Page excerpt:

▼

Two other important nations back France. Germany, which joined the council this month for a two-year terms, and will chair it for February, opposes force under any circumstances.

Gennady Gatilov, deputy U.N. ambassador for Russia, which also has a Security Council veto, bluntly told the Associated Press Tuesday: "I think the sense of the council is that the majority is against military action."

Chile and Syria, two other Security Council members, have expressed their support of keeping the weapons inspectors working until at least March.

Even Britain, America's staunchest major ally against Iraq, suggested recently that military action be put off until October or November of this year to allow the inspectors to accumulate enough evidence to justify invasion.

The United States insists that it has enough proof of Iraq's continuing nuclear, chemical and biological weapons programs to proceed now. It has not shared that evidence with the weapons inspectors.

Democratic Sen. Edward M. Kennedy on Tuesday accused Bush of pursuing war in Iraq while a more imminent threat exists in North Korea. He also blasted the White House for violating rights of immigrants in the name of homeland security and failing to prepare for future terrorist attacks.

"I continue to be convinced that this is the wrong war at the wrong time," Kennedy said.

Unspoken by any of the participants in this week's diplomatic dance is the fact that the window of opportunity for military action in Iraq is limited to the winter months.

Allowing a generous two months for the successful completion of an American invasion, the ideal time to begin an attack would be February. By the end of April, the Iraqi desert will start to heat up, rendering U.S. troops' bulky chemical-weapons protective gear too uncomfortable to wear.

On Tuesday, Defense Secretary Donald H. Rumsfeld ordered the Navy to double the number of aircraft carrier battle groups positioned within striking distance of Iraq, defense officials said.

The additional naval air power is part of a broader buildup of U.S. forces in the Persian Gulf region. More than 60,000 troops already are there, to be joined over the next few weeks by about 120,000 more.

When the buildup is finished, before the end of February, the United States would be able to attack Iraq from several directions.

At the United Nations on Monday, Secretary of State Colin Powell spoke openly of war, saying only Iraq could prevent it by disarming.

Asked Tuesday whether the United States would attack without Security Council support, Powell said Iraq must be disarmed, "if not peacefully then by force. But one way or another Saddam Hussein must be disarmed."

On Tuesday, in a speech cleared by the White House, Deputy Secretary of State Richard Armitage said time was running out for any option except war.

"This regime has very little time left to undo the legacy of 12 years," Armitage said, referring to a series of U.N. resolutions since the 1991 Gulf War that demand Iraqi disarmament.

Though no proof has been made public, Armitage said the 16 chemical weapons discovered recently in Iraq were the tip of an iceberg that illustrates Saddam's duplicity.

"Finding these 16 warheads just raises a basic question: Where are the other 29,984? Because that's how many empty chemical warheads the U.N. Special Commission estimated he had, and he's never accounted for," Armitage said.

"Some people may say there is no smoking gun, but there's nothing but smoke," the State Department official said. "To put this fire out, Saddam is going to have to work."

White House officials said Armitage's argument previewed the case Bush will make against Saddam in his State of the Union address. They said Bush would not announce hostilities or impose a deadline Tuesday night, and they played down prospects of new evidence being revealed.

Besides Armitage's speech, the White House released a 29-page report titled "Apparatus of Lies" that purports to document Iraq's "brutal record of deceit." It accuses Saddam of enriching himself at the expense of his people, using the bodies of dead babies for staging funeral processions and exploiting Islam.

The report, posted on the White House Web site, said Iraq was not disclosing its weapons and was intimidating scientists who might help U.N. inspectors.

The Associated Press contributed to this report.

▲

Explore the material:
**a)** Please answer these questions from the article on Iraq:
(i) Until when have Chile and Syria backed keeping the weapons inspectors working?
(ii) How many U.S. troops are already in the Persian Gulf region?
(iii) What is the title of the 29-page report the White House released?
**b)** According to the article on Iraq, why would February be the ideal time to begin an attack? Answer in one to three sentences.

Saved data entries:
▼

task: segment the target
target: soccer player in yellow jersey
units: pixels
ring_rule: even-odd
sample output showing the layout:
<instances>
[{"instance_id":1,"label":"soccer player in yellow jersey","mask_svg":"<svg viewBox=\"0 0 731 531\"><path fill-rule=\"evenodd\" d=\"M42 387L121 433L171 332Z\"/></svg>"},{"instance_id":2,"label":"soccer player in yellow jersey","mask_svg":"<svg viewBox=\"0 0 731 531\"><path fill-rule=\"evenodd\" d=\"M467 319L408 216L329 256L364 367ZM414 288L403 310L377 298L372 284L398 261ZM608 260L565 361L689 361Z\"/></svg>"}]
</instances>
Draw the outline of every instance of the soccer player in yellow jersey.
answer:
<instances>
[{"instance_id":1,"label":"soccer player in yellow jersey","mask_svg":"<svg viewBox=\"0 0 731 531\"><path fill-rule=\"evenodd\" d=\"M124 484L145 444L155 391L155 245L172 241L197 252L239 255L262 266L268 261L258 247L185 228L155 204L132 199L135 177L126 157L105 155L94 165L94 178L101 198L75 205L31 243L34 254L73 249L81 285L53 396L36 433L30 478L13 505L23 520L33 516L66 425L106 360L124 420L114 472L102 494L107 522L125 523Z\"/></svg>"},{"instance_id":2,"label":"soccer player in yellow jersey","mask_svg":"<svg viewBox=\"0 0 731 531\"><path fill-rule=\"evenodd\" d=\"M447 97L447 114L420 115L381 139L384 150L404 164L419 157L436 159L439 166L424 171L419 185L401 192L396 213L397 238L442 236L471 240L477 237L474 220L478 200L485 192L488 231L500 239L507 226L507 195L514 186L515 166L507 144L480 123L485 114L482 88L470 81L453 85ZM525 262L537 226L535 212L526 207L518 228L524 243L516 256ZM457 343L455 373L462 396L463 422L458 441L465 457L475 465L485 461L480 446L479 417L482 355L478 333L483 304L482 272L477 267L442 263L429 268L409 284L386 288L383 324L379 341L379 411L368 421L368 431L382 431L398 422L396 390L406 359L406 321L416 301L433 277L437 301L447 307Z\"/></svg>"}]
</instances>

▲

Answers by item number:
**a)**
(i) Until at least March.
(ii) More than 60,000.
(iii) "Apparatus of Lies."

**b)** Allowing two months to complete an invasion, an attack starting in February would finish before the end of April. After that, the Iraqi desert starts to heat up, and U.S. troops' bulky chemical-weapons protective gear becomes too uncomfortable to wear.